Las propuestas están bien encaminadas porque enfrentamos un golpe histórico a la economía y la responsabilidad del Estado por apoyar al aparato productivo, proteger empleos, y apoyar a los más vulnerables es ineludible. Tiene entonces sentido endeudarse y hacerlo a niveles históricos (la recesión es histórica), por al menos dos razones. Primero, porque es un empujón directo a la demanda agregada y al empleo. Segundo, a esta razón “keynesiana” se suma una razón “neoclásica” de suavización de impuestos: endeudarse permite postergar impuestos que la economía no estaría en condiciones de pagar hoy.

---

CONSIGNAS>
1 > Según el fragmento sobre el endeudamiento público, ¿qué permite endeudarse de acuerdo con la razón "neoclásica" de suavización de impuestos?
2 > Continúa el fragmento sobre el endeudamiento público a partir de su última oración.
El listado proviene de una fuente distinta a la del fragmento sobre el endeudamiento público.

EXTRACTO DE DATOS>

---

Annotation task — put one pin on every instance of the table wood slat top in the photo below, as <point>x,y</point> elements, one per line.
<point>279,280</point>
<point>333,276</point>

---

RESPUESTAS>
1 > Permite postergar impuestos que la economía no estaría en condiciones de pagar hoy.

2 >
También es razonable invertir la mayoría de la deuda en infraestructura porque construimos activos que quedarán para la ciudad y porque las obras pueden ser una fuente importante de demanda de trabajo. Sin embargo, es imprescindible concentrarse en lo que se pueda hacer ya para salvar demanda, empleo, e ingresos. Algunos proyectos tardan mucho en estudiarse y estructurarse. Haríamos bien en destinar la deuda en lo que se pueda hacer muy pronto: arreglos de andenes, arreglos de parques y otros espacios abiertos (claves además para una interacción social más segura), construcción y arreglos de carriles exclusivos de bicicleta, pintura y parcheo de vías, señalización, alumbrado público, …
También es sensato ofrecer beneficios a algunos grupos afectados (temporalmente, y con criterios transparentes) al tiempo que se grava más a otros que están fuertes en la pandemia. Redistribuir cargas de quienes tienen capacidad de pago hacia quienes ven sus vidas gravemente maltrechas (como se propone por ejemplo con las propiedades residenciales de muy alto valor a través del impuesto predial) es un instrumento que atenúa los graves dilemas que enfrentamos hoy.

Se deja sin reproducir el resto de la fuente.